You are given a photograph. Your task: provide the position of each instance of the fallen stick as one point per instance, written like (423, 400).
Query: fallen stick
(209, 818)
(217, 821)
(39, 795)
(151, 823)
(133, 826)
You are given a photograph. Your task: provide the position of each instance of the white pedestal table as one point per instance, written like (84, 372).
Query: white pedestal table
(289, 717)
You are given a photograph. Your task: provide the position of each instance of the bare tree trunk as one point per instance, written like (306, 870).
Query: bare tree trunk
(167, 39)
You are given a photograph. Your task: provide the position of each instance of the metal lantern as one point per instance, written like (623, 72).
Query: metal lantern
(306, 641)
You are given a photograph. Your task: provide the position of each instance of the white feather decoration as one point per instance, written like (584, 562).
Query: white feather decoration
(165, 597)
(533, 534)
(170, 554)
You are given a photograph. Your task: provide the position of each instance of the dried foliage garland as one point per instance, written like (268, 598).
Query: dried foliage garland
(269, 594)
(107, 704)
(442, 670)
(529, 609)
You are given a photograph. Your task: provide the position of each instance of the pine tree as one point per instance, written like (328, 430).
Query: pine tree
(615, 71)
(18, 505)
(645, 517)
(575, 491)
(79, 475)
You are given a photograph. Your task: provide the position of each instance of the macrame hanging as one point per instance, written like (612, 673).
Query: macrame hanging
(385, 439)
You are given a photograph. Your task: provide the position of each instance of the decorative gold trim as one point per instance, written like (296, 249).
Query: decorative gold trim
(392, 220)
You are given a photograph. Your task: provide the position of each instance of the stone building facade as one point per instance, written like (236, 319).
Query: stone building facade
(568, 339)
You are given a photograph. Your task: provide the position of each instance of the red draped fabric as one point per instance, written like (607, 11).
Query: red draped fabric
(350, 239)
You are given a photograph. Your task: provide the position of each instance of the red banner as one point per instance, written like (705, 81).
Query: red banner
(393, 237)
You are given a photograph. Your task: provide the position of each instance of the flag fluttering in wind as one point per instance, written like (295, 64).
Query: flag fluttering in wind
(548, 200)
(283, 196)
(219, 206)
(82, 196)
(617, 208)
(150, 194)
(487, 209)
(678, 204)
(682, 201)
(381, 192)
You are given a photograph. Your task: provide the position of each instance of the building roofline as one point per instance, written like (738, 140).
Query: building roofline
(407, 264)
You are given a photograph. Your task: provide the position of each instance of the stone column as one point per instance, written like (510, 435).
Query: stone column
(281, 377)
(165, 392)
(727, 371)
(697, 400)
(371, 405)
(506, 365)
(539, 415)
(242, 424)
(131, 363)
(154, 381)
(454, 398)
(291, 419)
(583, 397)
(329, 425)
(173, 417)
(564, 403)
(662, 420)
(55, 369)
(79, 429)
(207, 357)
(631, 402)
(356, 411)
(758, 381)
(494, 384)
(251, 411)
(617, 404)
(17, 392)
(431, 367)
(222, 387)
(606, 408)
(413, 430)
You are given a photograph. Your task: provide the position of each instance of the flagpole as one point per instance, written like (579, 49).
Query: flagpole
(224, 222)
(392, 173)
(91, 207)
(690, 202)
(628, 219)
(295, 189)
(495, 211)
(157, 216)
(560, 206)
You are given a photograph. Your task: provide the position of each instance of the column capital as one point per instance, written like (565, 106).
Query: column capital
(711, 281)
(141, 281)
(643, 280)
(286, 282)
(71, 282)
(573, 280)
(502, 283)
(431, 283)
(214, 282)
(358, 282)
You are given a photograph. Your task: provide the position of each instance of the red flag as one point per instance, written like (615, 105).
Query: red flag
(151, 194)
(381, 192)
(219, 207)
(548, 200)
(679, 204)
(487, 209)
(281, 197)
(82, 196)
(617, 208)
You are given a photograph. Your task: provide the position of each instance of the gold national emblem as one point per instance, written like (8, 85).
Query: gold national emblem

What is being asked:
Make an exact copy of all the data.

Solution to this exercise:
You are given a photograph. Your task: provide the position of each instance of the fallen stick as one point per instance, written like (423, 400).
Query: fallen stick
(209, 818)
(217, 821)
(39, 795)
(151, 823)
(133, 826)
You are given a photograph. Your task: provide the position of each instance of the white pedestal table as one point per instance, written like (84, 372).
Query: white pedestal table
(289, 717)
You are given a photograph. Your task: provide the position of each instance of the bare tree trunk as one point per instance, written like (306, 870).
Query: bare tree trunk
(167, 39)
You are given a photograph. Your task: provide the position of each instance of the metal lantern as one point per instance, written like (623, 72).
Query: metal lantern
(306, 641)
You are given a photograph. Your task: provide the position of each instance of the white feather decoration as one point per instance, written like (584, 562).
Query: white feather decoration
(165, 597)
(533, 534)
(170, 554)
You are given a photograph. Your task: provide the position of each instance of the dried foliage garland as one point per instance, written like (268, 598).
Query: dried foliage garland
(269, 594)
(107, 704)
(442, 670)
(529, 609)
You are given a photograph. Your task: provide the position of each instance of the pine tree as one point per instance, written like (328, 430).
Query: pine tree
(615, 71)
(18, 505)
(645, 517)
(575, 491)
(79, 475)
You are given a photograph. Your task: provide the position of each instance of the macrame hanging as one point per instance, written like (612, 673).
Query: macrame hanging
(385, 439)
You are given a photograph. Your task: provide the position of each instance of the decorative gold trim as one point per instance, written like (296, 249).
Query: decorative gold trim
(392, 220)
You are given a photograph. Your task: provide the position of each instance of the stone building facade as one point per instance, written like (236, 319).
Query: stone building facade
(568, 339)
You are given a photograph. Your task: provide the position of each instance of the red draped fabric as one point per instance, written like (607, 11).
Query: red draped fabric
(350, 239)
You are given a photograph. Your task: provide the position of each instance of the red banner as one point per instance, written like (705, 81).
Query: red banner
(393, 237)
You are given a photograph. Your task: provide the position of each instance of the flag fluttering in wind as one point per instance, written like (295, 64).
Query: flag fluttering in wind
(548, 200)
(283, 196)
(219, 206)
(82, 196)
(617, 208)
(150, 194)
(487, 209)
(678, 204)
(682, 201)
(381, 192)
You are given a photograph. Your task: provide the position of each instance of the building roofline as one point per instance, written like (738, 140).
Query: building roofline
(407, 264)
You are given a photograph. Your task: provide the position of each instance of the stone column as one point per instance, written like (510, 435).
Query: stone column
(281, 377)
(165, 392)
(727, 371)
(697, 400)
(371, 405)
(506, 365)
(539, 415)
(242, 424)
(131, 363)
(154, 381)
(454, 398)
(291, 419)
(583, 397)
(329, 425)
(173, 417)
(564, 403)
(662, 420)
(55, 369)
(79, 429)
(207, 357)
(631, 402)
(356, 411)
(758, 381)
(494, 384)
(251, 411)
(617, 404)
(17, 392)
(431, 367)
(222, 387)
(606, 408)
(413, 430)
You are given a photograph. Your task: provide the position of each instance of the flagpole as one point per instance, written like (579, 49).
Query: flagpole
(224, 222)
(392, 173)
(91, 207)
(690, 202)
(628, 219)
(295, 189)
(495, 211)
(157, 216)
(560, 206)
You are given a photograph. Your task: provide the position of each instance of the column capital as one point per instance, written like (565, 106).
Query: column capital
(711, 281)
(141, 281)
(643, 280)
(286, 282)
(71, 282)
(573, 280)
(502, 283)
(431, 283)
(214, 282)
(358, 282)
You are given a photograph. Your task: provide the position of each instance of the red flag as one point per instance, written like (615, 105).
Query: red flag
(151, 194)
(381, 192)
(219, 207)
(548, 200)
(679, 204)
(487, 209)
(281, 197)
(82, 196)
(617, 208)
You are given a photograph. Your task: provide the position of each instance of the gold national emblem as one point per instance, written like (8, 85).
Query: gold national emblem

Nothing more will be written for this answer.